Reading passage:
-=-=-=-=-

No more than in 1884 am I at the present moment enamoured of the Classical Latin of Maro and the “Chickpea,” (Cicero); as in the days of Against the Grain, I prefer the language of the Vulgate to that of the Augustan Age, nay, even to that of the Decadent Period, more curious though it be with its gamey flavour and its discolourations as of over-high venison. The Church, which after disinfecting and rejuvenating it, created, to deal with an order of ideas hitherto unexpressed, a vocabulary of grandiloquent words and diminutives of exquisite tenderness, appears to me to have fashioned Herself a diction far superior to the dialect of Paganism, and Durtal still holds the same views on this point as did Des Esseintes.
The chapter on precious stones I have recapitulated in La Cathédrale, in the second case treating the matter from the point of view of the symbolism of gems. I have there given life to the dead stones of Against the Grain. Of course I do not deny that a fine emerald may be admired for the flashes that sparkle in the fire of its green depths, but, if we are ignorant of the idiom of symbols, is it not an unknown being, a stranger, a foreigner with whom no talk can be had and who has no word to say himself, because we do not understand his language? But he is surely something more and better than that.

-=-=-=-=-

Saved entries:
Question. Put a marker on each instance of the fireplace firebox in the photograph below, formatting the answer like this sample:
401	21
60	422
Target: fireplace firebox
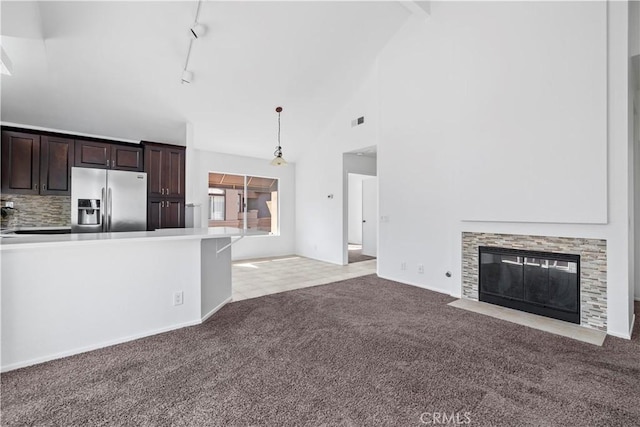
542	283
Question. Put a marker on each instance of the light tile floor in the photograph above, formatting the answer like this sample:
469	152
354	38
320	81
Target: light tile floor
255	278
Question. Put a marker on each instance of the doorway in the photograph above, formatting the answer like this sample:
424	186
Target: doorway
362	212
360	208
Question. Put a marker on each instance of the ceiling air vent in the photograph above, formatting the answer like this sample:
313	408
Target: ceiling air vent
357	122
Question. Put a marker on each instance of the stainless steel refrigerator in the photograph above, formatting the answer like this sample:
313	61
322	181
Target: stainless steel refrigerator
108	200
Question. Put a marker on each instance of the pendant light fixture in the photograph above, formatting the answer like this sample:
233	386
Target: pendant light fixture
278	160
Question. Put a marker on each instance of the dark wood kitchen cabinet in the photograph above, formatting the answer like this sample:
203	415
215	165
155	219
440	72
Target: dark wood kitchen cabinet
165	214
56	160
20	163
126	158
35	164
102	155
165	167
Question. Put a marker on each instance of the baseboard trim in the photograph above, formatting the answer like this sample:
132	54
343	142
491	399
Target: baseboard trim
417	285
218	307
25	363
624	336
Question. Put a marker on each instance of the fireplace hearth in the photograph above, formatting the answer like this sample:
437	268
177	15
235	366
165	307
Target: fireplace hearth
543	283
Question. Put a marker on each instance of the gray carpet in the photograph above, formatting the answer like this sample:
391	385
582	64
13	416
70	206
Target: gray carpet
365	351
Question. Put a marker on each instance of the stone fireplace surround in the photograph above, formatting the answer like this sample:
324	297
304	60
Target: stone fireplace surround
593	267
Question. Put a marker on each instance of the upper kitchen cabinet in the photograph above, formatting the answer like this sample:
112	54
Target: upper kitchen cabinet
56	160
34	164
20	163
102	155
164	165
126	157
91	154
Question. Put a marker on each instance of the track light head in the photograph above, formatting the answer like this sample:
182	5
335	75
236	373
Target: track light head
197	30
187	76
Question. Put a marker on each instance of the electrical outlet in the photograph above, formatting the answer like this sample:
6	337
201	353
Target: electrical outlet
178	298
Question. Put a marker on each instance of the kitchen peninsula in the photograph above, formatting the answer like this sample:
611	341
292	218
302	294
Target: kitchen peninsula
65	294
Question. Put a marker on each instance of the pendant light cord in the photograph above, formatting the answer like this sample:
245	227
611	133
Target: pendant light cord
278	152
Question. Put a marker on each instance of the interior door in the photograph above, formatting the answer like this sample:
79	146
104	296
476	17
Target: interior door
370	217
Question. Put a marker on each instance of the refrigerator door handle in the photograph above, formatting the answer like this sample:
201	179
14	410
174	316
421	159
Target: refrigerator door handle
110	209
103	209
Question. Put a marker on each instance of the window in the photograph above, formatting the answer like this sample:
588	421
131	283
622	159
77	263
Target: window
242	201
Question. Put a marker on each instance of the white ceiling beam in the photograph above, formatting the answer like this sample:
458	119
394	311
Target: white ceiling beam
21	19
418	8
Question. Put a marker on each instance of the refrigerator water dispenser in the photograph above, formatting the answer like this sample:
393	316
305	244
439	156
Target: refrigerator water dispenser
89	211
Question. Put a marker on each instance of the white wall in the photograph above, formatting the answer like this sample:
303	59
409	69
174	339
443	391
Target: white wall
427	94
73	302
425	105
636	156
521	105
321	221
249	247
634	132
355	208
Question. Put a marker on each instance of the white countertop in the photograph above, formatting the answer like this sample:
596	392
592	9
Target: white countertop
23	241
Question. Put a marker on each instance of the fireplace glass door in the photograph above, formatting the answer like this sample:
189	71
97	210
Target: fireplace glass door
536	282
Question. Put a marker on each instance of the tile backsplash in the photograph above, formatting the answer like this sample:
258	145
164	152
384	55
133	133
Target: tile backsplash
37	211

-=-=-=-=-

What needs to be done: List every person or character named in the passage on Latin and precious stones.

Solution for this task:
Maro
Cicero (given as the "Chickpea")
Durtal
Des Esseintes